▶ TASK TO CARRY OUT: Set down every record once more, exactly as given.

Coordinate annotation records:
⟨

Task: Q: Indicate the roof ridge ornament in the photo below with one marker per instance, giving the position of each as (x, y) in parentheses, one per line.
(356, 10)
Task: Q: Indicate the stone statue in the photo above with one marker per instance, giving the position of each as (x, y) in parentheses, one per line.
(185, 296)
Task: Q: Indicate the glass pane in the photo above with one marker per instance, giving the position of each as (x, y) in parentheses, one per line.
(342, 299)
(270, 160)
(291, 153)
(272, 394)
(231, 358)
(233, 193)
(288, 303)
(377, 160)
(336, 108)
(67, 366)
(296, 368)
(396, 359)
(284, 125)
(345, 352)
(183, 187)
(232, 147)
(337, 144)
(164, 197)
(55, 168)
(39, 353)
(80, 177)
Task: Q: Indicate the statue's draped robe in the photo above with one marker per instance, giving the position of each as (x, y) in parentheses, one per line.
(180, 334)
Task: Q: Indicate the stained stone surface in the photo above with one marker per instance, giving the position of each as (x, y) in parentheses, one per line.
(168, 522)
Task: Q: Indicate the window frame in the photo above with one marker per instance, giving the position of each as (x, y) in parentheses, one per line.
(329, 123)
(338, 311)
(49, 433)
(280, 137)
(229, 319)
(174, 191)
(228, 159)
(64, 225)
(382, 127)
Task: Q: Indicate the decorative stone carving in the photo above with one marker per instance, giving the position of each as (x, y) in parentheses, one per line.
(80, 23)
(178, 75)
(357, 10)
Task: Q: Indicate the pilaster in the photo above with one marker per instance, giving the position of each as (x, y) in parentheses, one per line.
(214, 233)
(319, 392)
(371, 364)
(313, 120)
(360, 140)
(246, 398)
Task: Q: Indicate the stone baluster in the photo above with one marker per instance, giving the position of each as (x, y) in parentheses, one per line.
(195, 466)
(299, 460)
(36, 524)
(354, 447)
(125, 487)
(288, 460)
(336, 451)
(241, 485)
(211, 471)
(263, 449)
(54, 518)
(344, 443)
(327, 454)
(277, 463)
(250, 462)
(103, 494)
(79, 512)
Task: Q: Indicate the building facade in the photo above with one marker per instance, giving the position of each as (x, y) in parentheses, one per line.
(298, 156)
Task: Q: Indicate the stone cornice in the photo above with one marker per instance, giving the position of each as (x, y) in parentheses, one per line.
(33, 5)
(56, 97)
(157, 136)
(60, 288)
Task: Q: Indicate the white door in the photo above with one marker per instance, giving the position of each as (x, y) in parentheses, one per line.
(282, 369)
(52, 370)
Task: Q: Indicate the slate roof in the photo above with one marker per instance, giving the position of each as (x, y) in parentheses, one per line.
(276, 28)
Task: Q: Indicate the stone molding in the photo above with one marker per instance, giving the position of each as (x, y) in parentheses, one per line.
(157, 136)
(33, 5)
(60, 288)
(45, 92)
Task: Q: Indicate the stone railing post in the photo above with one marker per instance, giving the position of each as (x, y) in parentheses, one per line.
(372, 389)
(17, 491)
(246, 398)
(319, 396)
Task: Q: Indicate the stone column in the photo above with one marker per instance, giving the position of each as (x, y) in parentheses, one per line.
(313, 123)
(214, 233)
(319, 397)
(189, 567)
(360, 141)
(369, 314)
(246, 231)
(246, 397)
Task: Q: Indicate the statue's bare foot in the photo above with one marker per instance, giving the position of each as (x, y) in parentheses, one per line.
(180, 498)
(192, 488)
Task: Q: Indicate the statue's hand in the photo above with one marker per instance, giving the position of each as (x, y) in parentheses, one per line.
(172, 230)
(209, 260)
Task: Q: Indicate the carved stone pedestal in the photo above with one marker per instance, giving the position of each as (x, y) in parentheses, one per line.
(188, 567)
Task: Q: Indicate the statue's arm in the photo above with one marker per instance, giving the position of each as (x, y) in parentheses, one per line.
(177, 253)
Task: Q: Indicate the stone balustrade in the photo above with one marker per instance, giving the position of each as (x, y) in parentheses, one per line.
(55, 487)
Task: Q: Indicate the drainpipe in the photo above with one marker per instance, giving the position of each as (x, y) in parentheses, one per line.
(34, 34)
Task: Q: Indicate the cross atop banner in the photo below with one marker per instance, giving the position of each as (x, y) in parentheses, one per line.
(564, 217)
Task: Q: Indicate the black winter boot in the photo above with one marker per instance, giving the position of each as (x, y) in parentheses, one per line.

⟩

▶ FINISHED EXERCISE:
Task: Q: Indicate the roof ridge ornament in the photo below with one marker per instance, giving the position of each as (x, y) in parentheses, one per line.
(356, 10)
Task: Q: Indicate the stone statue in the photo above with one marker per instance, giving the position of each as (x, y) in parentheses, one per line.
(185, 296)
Task: Q: Indicate the glass pane in the photo above with one marker per instance, giving the position of each as (x, y) in parentheses, one per line.
(342, 299)
(270, 160)
(291, 153)
(272, 394)
(231, 358)
(233, 193)
(288, 303)
(377, 160)
(336, 108)
(67, 366)
(296, 368)
(396, 359)
(284, 125)
(345, 352)
(183, 187)
(232, 147)
(337, 144)
(164, 197)
(55, 168)
(39, 353)
(80, 177)
Task: Q: Indicate the statue's draped robe in the photo above with one marker per instance, giving the position of each as (x, y) in parentheses, one per line.
(180, 334)
Task: Q: Indicate the stained stone surface in the photo above with one marker per instance, giving the position of each as (x, y) in parentheses, one per line.
(168, 522)
Task: Q: Indicate the window frame in the photo above with one marker per instance, giving the position of each as (x, y) in parentheses, one per line.
(329, 123)
(338, 311)
(49, 433)
(280, 137)
(229, 319)
(174, 191)
(228, 159)
(64, 225)
(382, 127)
Task: Q: Indicate the decorative stone carving in the photo above with one marker per instance, giving the position of each as (x, y) in parentheses, one per line.
(80, 23)
(178, 75)
(357, 10)
Task: Q: Indicate the pilaster in the photo above with one marker per instance, giving the position of each as (x, y) in parentheses, one per line.
(214, 233)
(319, 392)
(371, 364)
(313, 120)
(360, 140)
(246, 398)
Task: Q: Indicate the stone baluster in the photo above with one marker per instance, giving the position of each as (x, y) in parentheses, one per line.
(195, 466)
(299, 460)
(36, 524)
(354, 447)
(125, 487)
(288, 460)
(336, 451)
(241, 485)
(211, 471)
(263, 449)
(54, 518)
(344, 443)
(327, 454)
(277, 463)
(250, 462)
(103, 494)
(79, 512)
Task: Q: Indicate the building facade in the photo above with one marker per instance, giving the position of each as (x, y) in parentheses, one per line.
(298, 156)
Task: Q: Indicate the stone cornice in the photo above with one marker per instance, giving the position of each as (x, y) in parentheses, one per line.
(33, 5)
(56, 97)
(157, 136)
(60, 288)
Task: Q: Indicate the white door in the photo above with one marker per instance, giving the position of each as (x, y) in parentheses, one per line.
(282, 369)
(52, 370)
Task: Q: Indicate the slate roof in the photo above with one marker per instance, giving the position of each as (x, y) in parentheses, one per line.
(276, 28)
Task: Q: Indicate the stone molding in the photo above with one marker per instance, giving the position of each as (x, y) in parentheses, one per line.
(157, 136)
(33, 5)
(60, 288)
(45, 92)
Task: Q: Indicate the stone railing post in the photo above with one marker per instance, giving the position of each as (x, y) in parentheses, one per line.
(372, 389)
(17, 491)
(246, 398)
(319, 396)
Task: Q: Indicate the stone column in the photo above with one marker per instance, giving the position of each as (x, y) in parentheses, one per line.
(313, 123)
(214, 233)
(319, 397)
(189, 567)
(360, 141)
(369, 314)
(246, 231)
(246, 397)
Task: Q: Indicate the statue's bare foot in the photo above with one marker per instance, giving the position of each as (x, y) in parentheses, one per line.
(180, 498)
(192, 488)
Task: Q: Indicate the statue's hand in the photo above with one marker per instance, giving the position of each as (x, y) in parentheses, one per line.
(172, 230)
(209, 260)
Task: Q: Indicate the carved stone pedestal in the photo above with one marker per instance, giving the position of each as (x, y) in parentheses, one per line.
(188, 567)
Task: Q: Indicate the statue's arm in the photo above with one marker per instance, giving the position of each as (x, y) in parentheses, one per line.
(177, 253)
Task: Q: Indicate the stone balustrade in the photo above with one marker per instance, giving the position of each as (x, y) in parentheses, one per line.
(55, 487)
Task: Q: Indicate the drainpipe in the photo above with one marker per instance, giving the position of each as (x, y) in parentheses, one per line.
(34, 34)
Task: Q: Indicate the cross atop banner in the photo below with one marker per instance, giving the position of each as (x, y) in parentheses, one per line.
(564, 217)
Task: Q: Indicate the black winter boot in the photo above with one marker per instance, giving the position of each as (x, y) in parentheses, one per line.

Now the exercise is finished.